▶ [DATA ENTRIES]
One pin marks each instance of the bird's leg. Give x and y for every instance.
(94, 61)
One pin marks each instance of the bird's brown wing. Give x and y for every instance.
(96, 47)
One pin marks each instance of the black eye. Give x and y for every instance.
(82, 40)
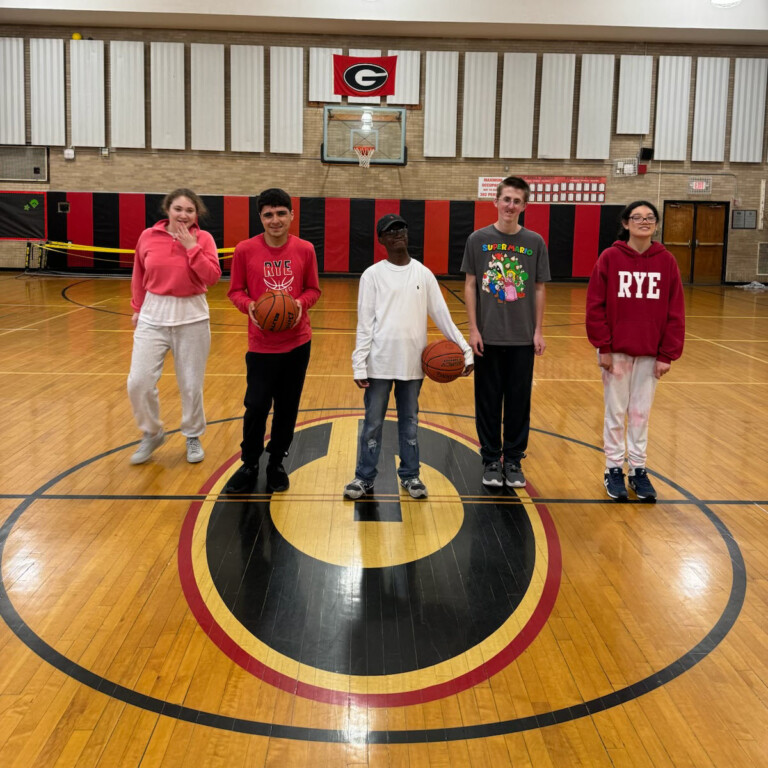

▶ [JOB]
Rewrite all of the data above, swapping "pin" for "dot" and keeping everything else the same. Leave out the pictures.

▶ [TASK ANSWER]
One dot marks each instance of the bird's leg. Give x and y for every instance.
(94, 61)
One dot marks each instance of the bird's brown wing. Give x and y for every instance.
(96, 47)
One dot marks each instance of the black eye. Give x and y for every instance.
(82, 40)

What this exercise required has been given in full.